= Passage given =
These considerations allow us to relate the solutions to the primal and dual problems. Recall that in the finite-dimensional case, where the primal and the dual problems are related by a complementary slackness condition. In the present case, let $\left(  X,Y\right)  \sim\pi$ be a solution to the primal problem, and $\left(  u,u^{\ast}\right)$ be a solution to the dual problem. Then almost surely $X$ and $Y$ are willing to match, which, by the previous discussion, implies that

<a name='galCS'></a>
\begin{align*}
u\left(  X\right)  +u^{\ast}\left(  Y\right)  =X^{\intercal}Y,
\end{align*}

or equivalently $Y\in\partial u\left(  X\right)  $ or in turn $X\in\partial u^{\ast}\left(  Y\right)  $. In other words, the support of $\pi$ is included in the set $\left\{  \left(  x,y\right)  :u\left(  x\right)  +u^{\ast}\left( y\right)  =x^{\intercal}y\right\}  $. This condition appears as the correct generalization of the complementary slackness condition in the finite-dimensional case. Without surprise, taking the expectation with respect to $\pi$ of the [equality](#galCS) yields the equality between the value of the dual problem on the left-hand side, and the value of the primal problem on the right-hand side.

Labeled-object pointing entries
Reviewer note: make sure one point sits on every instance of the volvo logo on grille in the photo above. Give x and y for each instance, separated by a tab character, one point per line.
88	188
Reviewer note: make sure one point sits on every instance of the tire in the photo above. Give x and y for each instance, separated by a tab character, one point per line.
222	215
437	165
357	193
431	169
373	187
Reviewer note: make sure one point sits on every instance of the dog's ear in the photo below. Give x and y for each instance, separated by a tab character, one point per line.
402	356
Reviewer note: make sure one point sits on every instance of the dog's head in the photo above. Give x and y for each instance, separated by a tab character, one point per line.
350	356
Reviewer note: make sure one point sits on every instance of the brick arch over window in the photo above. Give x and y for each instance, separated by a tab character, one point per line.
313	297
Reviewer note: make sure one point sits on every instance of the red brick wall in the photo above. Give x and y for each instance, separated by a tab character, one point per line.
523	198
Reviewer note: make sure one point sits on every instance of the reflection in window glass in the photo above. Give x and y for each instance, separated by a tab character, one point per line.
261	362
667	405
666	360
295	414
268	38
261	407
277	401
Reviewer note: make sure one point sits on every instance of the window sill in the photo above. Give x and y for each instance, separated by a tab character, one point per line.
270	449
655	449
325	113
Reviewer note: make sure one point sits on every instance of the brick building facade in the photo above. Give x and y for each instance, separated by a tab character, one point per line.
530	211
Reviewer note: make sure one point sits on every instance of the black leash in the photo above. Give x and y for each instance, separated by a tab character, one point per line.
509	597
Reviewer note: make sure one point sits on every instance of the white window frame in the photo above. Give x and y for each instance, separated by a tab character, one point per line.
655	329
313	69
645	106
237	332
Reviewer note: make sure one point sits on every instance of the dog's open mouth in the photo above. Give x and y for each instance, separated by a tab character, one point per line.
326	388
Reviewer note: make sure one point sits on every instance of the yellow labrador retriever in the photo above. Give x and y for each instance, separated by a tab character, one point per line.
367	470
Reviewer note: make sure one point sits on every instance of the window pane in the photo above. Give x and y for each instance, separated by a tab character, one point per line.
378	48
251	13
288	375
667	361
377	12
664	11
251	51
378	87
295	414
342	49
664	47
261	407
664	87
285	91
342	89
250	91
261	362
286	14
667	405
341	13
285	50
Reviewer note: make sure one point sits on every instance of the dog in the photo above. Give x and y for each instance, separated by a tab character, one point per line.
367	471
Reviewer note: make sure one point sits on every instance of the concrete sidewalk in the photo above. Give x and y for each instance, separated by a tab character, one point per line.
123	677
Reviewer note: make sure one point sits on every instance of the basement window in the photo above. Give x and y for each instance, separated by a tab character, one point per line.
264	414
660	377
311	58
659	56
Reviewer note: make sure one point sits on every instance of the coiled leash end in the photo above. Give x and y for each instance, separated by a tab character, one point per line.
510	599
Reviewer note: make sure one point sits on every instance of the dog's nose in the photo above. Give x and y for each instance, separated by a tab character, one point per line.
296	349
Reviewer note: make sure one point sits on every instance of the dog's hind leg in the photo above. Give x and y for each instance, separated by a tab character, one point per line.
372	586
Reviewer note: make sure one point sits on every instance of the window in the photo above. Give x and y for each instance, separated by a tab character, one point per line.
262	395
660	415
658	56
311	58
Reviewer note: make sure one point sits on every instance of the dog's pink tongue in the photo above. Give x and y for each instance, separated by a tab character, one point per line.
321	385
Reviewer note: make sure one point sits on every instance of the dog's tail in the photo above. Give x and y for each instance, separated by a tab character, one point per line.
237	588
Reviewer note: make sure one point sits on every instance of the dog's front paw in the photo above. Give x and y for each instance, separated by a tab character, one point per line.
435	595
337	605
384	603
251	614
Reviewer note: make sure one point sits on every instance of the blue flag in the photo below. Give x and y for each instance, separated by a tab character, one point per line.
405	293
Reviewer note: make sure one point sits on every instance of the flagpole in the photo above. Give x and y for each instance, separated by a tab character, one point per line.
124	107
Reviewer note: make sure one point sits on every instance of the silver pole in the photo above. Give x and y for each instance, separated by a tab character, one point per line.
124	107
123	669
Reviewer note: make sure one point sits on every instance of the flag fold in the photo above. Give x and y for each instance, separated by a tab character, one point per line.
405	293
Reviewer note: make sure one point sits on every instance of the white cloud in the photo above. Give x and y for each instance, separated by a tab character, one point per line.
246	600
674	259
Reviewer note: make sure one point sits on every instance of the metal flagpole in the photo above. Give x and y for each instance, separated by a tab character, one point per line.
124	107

= Work to complete =
- 1) In the passage on primal and dual problems, what results from taking the expectation of the equality with respect to π?
- 2) Retype the passage on primal and dual problems from "<a name='galCS'></a>" up to and including "the right-hand side.".
- 3) Render this sentence from the passage on primal and dual problems into French: "This condition appears as the correct generalization of the complementary slackness condition in the finite-dimensional case."
The items are not needed for this work.

= Written answers =
- 1) It yields the equality between the value of the dual problem on the left-hand side and the value of the primal problem on the right-hand side.

- 2)
<a name='galCS'></a>
\begin{align*}
u\left(  X\right)  +u^{\ast}\left(  Y\right)  =X^{\intercal}Y,
\end{align*}

or equivalently $Y\in\partial u\left(  X\right)  $ or in turn $X\in\partial u^{\ast}\left(  Y\right)  $. In other words, the support of $\pi$ is included in the set $\left\{  \left(  x,y\right)  :u\left(  x\right)  +u^{\ast}\left( y\right)  =x^{\intercal}y\right\}  $. This condition appears as the correct generalization of the complementary slackness condition in the finite-dimensional case. Without surprise, taking the expectation with respect to $\pi$ of the [equality](#galCS) yields the equality between the value of the dual problem on the left-hand side, and the value of the primal problem on the right-hand side.

- 3) Cette condition apparaît comme la généralisation correcte de la condition des écarts complémentaires dans le cas de dimension finie.